◆ Selected text ◆
>>>>
Approach 2 (Space Optimized):
- Building Paths: This step is the same as previous approach. In this approach builds paths from two given nodes to the root of the binary tree. This is done by repeatedly dividing the node values by 2 until they become equal, which signifies reaching their Lowest Common Ancestor.
- Use of Strings: The path is stored as a string of characters, where each character represents a move to the left child (if it’s ‘0’) or to the right child (if it’s ‘1’). Strings are used because they provide an efficient way to store and retrieve the path information.
- Calculating Ranges: After building the paths, the code calculates the range of nodes that can be reached from each node without visiting any node more than once. This is done by iterating over the characters stored in the strings and updating the range accordingly.
- Counting Nodes: This step is also similar to previous approach. Finally, it counts how many nodes within a certain range can be reached from each node. This is done by calculating how many multiples of m (the size of the range) fit into [1, N].
- Result: The minimum of these two counts is then printed as the result.
Steps were taken to solve the problem:
- Determine Path:
- Create two empty strings let say pathA and pathB.
<<<<
◆ Your instructions ◆
Decide whether each statement agrees with the text on the space-optimized approach, answering yes or no and quoting the words of the text that settle it: (a) In the stored path, the character '0' stands for a move to the left child. (b) The result printed is the larger of the two counts. (c) The node values are repeatedly divided by 3 until they become equal.

◆ Rows ◆
>>>>
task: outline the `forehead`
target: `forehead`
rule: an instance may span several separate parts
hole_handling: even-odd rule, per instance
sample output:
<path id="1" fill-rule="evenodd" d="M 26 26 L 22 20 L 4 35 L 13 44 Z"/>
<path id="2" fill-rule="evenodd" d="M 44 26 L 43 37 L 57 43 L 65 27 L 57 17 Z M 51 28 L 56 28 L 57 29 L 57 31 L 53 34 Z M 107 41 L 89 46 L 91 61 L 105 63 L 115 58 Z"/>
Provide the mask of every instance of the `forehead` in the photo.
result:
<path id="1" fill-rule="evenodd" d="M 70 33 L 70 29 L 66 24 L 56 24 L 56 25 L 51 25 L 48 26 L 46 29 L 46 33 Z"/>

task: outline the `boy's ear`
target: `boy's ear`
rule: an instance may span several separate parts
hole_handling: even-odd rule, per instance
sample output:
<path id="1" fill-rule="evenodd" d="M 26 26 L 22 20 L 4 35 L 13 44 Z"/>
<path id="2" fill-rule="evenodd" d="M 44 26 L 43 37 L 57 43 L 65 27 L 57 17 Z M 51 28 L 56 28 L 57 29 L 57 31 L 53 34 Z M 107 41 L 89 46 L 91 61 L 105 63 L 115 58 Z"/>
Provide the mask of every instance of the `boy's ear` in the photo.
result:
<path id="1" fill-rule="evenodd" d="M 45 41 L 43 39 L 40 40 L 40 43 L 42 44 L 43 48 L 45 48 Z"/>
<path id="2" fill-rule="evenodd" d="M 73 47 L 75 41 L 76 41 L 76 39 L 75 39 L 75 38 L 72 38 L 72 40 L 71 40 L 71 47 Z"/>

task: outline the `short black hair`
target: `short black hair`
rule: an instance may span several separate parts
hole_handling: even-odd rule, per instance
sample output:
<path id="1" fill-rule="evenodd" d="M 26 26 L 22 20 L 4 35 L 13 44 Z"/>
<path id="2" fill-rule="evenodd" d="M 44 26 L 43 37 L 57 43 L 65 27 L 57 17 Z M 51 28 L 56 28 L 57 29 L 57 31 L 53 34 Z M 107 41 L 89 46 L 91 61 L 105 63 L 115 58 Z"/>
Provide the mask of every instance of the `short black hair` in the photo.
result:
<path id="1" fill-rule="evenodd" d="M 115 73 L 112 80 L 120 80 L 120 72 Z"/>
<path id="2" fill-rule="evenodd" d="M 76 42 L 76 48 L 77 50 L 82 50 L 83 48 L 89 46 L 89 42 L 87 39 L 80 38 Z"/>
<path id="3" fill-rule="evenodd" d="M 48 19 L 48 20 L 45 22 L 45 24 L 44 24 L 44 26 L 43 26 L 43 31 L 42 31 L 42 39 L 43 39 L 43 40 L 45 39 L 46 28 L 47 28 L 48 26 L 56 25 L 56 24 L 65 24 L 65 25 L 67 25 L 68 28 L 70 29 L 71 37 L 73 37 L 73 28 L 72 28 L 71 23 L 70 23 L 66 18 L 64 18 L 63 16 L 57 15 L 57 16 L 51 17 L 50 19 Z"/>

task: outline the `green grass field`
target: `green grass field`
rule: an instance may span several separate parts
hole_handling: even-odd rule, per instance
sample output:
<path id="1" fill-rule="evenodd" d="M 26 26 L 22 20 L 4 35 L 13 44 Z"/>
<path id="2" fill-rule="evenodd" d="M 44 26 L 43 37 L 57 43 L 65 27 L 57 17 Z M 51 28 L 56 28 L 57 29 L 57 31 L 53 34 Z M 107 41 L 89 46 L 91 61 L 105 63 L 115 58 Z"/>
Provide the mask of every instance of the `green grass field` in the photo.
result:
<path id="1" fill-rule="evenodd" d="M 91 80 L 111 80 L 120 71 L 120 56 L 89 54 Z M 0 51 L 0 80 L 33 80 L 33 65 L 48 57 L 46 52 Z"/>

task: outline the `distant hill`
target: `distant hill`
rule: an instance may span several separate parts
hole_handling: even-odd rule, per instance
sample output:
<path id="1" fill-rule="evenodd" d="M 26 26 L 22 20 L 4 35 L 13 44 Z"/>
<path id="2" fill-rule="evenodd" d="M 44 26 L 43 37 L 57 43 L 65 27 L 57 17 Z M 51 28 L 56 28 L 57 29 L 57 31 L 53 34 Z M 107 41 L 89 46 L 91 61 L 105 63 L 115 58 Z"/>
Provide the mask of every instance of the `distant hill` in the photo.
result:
<<<<
◆ Solution ◆
(a) Yes: "each character represents a move to the left child (if it’s ‘0’)"
(b) No: "The minimum of these two counts is then printed as the result."
(c) No: "repeatedly dividing the node values by 2 until they become equal"